● ABOUT THIS EXERCISE: Quote the material below exactly as written, from the first line to the line that holds "Target: concrete step", endpoints included.
━━━━━ INFORMATION GIVEN ━━━━━
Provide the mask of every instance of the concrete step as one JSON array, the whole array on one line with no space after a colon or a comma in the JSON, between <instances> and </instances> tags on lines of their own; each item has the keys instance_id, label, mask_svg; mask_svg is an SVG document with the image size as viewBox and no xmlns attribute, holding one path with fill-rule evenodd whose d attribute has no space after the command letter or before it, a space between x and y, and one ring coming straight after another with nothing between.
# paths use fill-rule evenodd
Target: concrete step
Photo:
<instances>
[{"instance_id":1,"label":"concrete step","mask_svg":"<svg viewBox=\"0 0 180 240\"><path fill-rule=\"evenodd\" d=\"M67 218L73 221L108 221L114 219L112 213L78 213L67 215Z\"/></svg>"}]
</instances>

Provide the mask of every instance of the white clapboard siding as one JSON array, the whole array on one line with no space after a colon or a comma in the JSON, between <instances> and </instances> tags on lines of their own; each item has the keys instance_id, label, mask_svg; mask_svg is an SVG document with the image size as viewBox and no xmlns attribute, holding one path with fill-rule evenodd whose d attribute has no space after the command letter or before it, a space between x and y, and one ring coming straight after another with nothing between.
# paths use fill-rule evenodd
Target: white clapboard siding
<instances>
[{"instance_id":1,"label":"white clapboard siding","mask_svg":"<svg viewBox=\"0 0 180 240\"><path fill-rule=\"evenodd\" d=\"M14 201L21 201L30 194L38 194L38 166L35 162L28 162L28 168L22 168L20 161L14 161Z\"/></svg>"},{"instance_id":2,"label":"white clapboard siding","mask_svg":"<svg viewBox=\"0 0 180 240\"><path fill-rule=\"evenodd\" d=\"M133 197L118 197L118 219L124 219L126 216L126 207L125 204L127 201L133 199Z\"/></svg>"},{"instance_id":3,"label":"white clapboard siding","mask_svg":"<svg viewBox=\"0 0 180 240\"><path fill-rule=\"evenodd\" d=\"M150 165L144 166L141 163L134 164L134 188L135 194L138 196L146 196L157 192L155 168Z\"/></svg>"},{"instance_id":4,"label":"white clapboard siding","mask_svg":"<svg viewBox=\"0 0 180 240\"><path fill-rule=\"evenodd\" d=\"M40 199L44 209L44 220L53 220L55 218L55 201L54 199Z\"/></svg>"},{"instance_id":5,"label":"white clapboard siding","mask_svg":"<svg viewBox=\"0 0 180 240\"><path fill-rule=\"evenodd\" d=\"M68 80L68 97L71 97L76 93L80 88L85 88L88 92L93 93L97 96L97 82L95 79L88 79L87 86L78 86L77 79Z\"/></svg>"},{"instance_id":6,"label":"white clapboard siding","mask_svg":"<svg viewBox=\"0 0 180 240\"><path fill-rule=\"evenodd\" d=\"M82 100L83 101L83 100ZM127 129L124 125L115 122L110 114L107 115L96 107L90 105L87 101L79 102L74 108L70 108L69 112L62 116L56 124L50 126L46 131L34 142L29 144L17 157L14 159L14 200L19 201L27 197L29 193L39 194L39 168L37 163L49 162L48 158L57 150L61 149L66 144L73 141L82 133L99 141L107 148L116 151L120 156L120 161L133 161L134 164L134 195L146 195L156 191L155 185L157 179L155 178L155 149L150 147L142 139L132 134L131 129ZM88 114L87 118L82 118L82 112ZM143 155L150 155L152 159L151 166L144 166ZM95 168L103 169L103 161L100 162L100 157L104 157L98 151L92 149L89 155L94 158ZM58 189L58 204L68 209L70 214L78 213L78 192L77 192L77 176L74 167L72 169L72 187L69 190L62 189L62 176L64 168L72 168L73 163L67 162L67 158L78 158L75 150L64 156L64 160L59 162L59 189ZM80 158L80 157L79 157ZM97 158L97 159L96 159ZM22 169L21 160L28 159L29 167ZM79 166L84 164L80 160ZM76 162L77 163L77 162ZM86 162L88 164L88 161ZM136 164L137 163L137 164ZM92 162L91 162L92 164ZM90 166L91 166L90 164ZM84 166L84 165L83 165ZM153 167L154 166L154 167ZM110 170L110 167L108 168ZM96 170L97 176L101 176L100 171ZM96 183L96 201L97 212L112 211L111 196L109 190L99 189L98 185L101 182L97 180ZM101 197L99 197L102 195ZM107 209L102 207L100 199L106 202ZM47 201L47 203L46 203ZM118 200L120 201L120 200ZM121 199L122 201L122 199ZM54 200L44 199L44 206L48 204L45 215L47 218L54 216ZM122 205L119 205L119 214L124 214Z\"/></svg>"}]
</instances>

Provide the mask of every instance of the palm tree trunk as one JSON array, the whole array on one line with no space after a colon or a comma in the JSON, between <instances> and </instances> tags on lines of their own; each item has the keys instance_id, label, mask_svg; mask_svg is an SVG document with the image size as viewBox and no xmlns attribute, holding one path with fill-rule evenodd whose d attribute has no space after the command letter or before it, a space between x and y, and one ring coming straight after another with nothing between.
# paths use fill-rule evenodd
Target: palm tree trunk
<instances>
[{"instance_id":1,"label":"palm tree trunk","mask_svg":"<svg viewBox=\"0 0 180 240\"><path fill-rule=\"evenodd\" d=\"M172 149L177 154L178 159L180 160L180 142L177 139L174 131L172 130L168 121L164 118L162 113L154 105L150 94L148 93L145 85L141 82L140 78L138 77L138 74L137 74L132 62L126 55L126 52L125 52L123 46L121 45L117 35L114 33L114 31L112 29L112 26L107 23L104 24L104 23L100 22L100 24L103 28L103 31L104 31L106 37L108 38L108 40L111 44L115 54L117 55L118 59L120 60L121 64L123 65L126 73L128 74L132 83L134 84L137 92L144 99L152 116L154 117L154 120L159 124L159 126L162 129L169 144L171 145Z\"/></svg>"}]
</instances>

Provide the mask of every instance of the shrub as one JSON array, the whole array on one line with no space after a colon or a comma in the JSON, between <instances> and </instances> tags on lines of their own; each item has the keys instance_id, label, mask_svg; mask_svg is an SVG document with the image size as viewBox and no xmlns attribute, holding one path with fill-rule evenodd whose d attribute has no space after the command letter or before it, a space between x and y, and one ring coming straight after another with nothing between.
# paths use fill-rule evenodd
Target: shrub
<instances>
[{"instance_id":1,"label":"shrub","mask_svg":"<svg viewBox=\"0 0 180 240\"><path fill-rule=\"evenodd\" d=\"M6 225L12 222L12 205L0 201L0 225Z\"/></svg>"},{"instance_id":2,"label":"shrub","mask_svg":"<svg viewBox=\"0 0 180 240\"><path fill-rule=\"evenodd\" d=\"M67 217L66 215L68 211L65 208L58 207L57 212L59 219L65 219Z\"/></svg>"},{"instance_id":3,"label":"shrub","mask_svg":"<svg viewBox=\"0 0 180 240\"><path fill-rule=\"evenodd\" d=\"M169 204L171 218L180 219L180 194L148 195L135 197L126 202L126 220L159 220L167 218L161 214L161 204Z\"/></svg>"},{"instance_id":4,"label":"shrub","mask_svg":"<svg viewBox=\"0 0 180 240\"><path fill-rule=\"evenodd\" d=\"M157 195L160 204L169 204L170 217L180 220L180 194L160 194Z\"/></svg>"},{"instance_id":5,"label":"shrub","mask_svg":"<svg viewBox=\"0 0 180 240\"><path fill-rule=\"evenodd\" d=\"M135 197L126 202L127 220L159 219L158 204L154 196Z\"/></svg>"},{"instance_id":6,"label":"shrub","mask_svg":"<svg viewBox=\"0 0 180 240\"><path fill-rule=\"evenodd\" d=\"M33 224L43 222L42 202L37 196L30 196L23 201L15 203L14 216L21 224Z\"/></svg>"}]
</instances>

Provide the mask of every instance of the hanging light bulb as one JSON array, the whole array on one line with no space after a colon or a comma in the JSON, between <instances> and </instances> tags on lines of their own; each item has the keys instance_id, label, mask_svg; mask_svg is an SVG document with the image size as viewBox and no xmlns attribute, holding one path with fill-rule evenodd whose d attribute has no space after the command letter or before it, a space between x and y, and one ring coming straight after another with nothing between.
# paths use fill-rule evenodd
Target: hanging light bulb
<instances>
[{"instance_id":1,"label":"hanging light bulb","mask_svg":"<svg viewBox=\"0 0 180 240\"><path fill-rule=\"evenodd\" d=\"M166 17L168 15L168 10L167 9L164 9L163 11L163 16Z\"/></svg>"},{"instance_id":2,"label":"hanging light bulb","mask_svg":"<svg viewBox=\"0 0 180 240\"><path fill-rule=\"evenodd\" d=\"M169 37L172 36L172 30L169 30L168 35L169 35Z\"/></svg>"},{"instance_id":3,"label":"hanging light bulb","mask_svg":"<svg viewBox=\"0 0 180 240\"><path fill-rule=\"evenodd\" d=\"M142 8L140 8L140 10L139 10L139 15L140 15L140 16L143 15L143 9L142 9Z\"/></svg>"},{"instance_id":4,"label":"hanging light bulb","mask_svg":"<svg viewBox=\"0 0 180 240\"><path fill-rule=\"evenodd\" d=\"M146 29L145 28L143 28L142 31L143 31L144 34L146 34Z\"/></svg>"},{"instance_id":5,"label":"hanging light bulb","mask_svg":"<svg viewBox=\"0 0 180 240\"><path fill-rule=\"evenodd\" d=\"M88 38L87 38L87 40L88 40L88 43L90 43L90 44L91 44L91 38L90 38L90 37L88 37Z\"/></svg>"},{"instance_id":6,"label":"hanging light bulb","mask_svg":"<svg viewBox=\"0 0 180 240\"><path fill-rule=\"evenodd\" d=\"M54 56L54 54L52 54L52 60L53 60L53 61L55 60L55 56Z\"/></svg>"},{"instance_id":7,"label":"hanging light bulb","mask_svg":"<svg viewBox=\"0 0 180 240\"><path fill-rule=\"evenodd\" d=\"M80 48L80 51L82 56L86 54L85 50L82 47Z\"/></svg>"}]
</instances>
━━━━━
● TASK RESPONSE:
Provide the mask of every instance of the concrete step as one JSON array, the whole array on one line with no space after a colon or a comma in the JSON, between <instances> and </instances> tags on lines of their own; each item has the keys instance_id, label, mask_svg; mask_svg is an SVG document with the image size as viewBox and no xmlns attribute, holding one path with fill-rule evenodd whose d attribute has no space after the command letter or before it, a space between x and y, and one ring coming straight after another with nothing between.
# paths use fill-rule evenodd
Target: concrete step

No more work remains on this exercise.